• [Vorliegender Textauszug]:
== == ==

Zur Begründung der Zurückweisung des Antrags des Obersten Gerichtshofs führte der Verfassungsgerichtshof aus, dieser wenige Tage vor Beginn der Beratungen eingelangte Antrag habe nicht mehr in das Gesetzesprüfungsverfahren einbezogen werden können und sei daher als unzulässig zurückzuweisen gewesen. Im Hinblick darauf, dass der Pensionsstichtag in dem beim Obersten Gerichtshof anhängigen Ausgangsverfahren der sei, habe sich der Verfassungsgerichtshof jedoch veranlasst gesehen, gemäß Art 140 Abs 7 zweiter Satz B VG von der Möglichkeit der Ausdehnung der Anlassfallwirkung auf dieses Verfahren Gebrauch zu machen.

Nach der Zustellung dieses Erkenntnisses des Verfassungsgerichtshofs ist das Revisionsverfahren von Amts wegen fortzusetzen.

Aus dem Erkenntnis des Verfassungsgerichtshofs folgt, dass die Entscheidung der Vorinstanzen aufzuheben ist, weil eine ergänzende Verhandlung unabdingbar ist.

== == ==

• [Extrahierte Daten]:

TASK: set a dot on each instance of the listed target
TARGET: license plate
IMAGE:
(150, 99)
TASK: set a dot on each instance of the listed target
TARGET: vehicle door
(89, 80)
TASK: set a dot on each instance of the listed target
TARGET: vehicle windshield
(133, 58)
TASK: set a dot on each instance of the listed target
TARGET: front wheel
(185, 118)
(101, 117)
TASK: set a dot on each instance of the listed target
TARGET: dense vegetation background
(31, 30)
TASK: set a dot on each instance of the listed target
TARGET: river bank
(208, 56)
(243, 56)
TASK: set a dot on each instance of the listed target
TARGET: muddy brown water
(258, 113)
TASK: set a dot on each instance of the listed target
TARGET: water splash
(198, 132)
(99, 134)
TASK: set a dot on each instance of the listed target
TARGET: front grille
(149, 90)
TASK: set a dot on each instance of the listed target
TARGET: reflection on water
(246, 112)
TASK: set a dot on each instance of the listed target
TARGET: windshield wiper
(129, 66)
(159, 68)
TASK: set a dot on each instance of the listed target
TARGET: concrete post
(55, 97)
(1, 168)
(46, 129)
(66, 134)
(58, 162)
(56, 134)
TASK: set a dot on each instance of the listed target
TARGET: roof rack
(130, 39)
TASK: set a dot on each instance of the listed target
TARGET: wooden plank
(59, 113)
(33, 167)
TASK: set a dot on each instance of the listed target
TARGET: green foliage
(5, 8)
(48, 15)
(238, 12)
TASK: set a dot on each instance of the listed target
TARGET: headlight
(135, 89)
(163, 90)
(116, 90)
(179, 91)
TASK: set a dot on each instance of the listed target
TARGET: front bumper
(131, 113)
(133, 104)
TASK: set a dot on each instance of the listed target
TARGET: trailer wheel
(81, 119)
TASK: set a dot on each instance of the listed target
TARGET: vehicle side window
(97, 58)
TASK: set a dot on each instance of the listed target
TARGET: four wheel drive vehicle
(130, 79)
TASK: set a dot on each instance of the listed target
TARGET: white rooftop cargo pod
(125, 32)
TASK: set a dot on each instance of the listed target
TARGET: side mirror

== == ==

• [Aufgabe 1]:
Beantworte anhand des Textauszugs zum Revisionsverfahren:
(a) Aus welchem Grund wies der Verfassungsgerichtshof den Antrag des Obersten Gerichtshofs als unzulässig zurück?
(b) Wie ist mit dem Revisionsverfahren nach der Zustellung des Erkenntnisses zu verfahren?
(c) Warum ist die Entscheidung der Vorinstanzen aufzuheben?
• [Aufgabe 2]: Setze den Textauszug zum Revisionsverfahren nach seinem letzten Satz fort.

• [Lösung 1]:
(a) Der Antrag war erst wenige Tage vor Beginn der Beratungen eingelangt und konnte daher nicht mehr in das Gesetzesprüfungsverfahren einbezogen werden.
(b) Es ist von Amts wegen fortzusetzen.
(c) Weil eine ergänzende Verhandlung unabdingbar ist.

• [Lösung 2]:
Im fortzusetzenden Verfahren wird das Erkenntnis des Verfassungsgerichtshofs im Hinblick auf die Erfüllung der Wartezeit mit den Parteien zu erörtern sein. Es werden ergänzende Feststellungen zum Vorliegen (oder Nichtvorliegen) einer Pflichtversicherung zum Stichtag in der Pensionsversicherung nach dem ASVG, dem GSVG, dem BSVG und dem FSVG zu treffen sein; weiters dazu, ob am Stichtag keine sonstige selbständige oder unselbständige Erwerbstätigkeit ausgeübt wurde. Allenfalls werden auch Feststellungen zur Höhe des monatlichen Bruttoerwerbseinkommens aus einer etwaigen Erwerbstätigkeit zu treffen sein.

Da es offenbar einer Verhandlung in erster Instanz bedarf, um die Sache spruchreif zu machen, war die Sozialrechtssache an das Erstgericht zurückzuverweisen.

Der Vorbehalt der Verfahrenskosten beruht auf § 52 Abs 1 ZPO.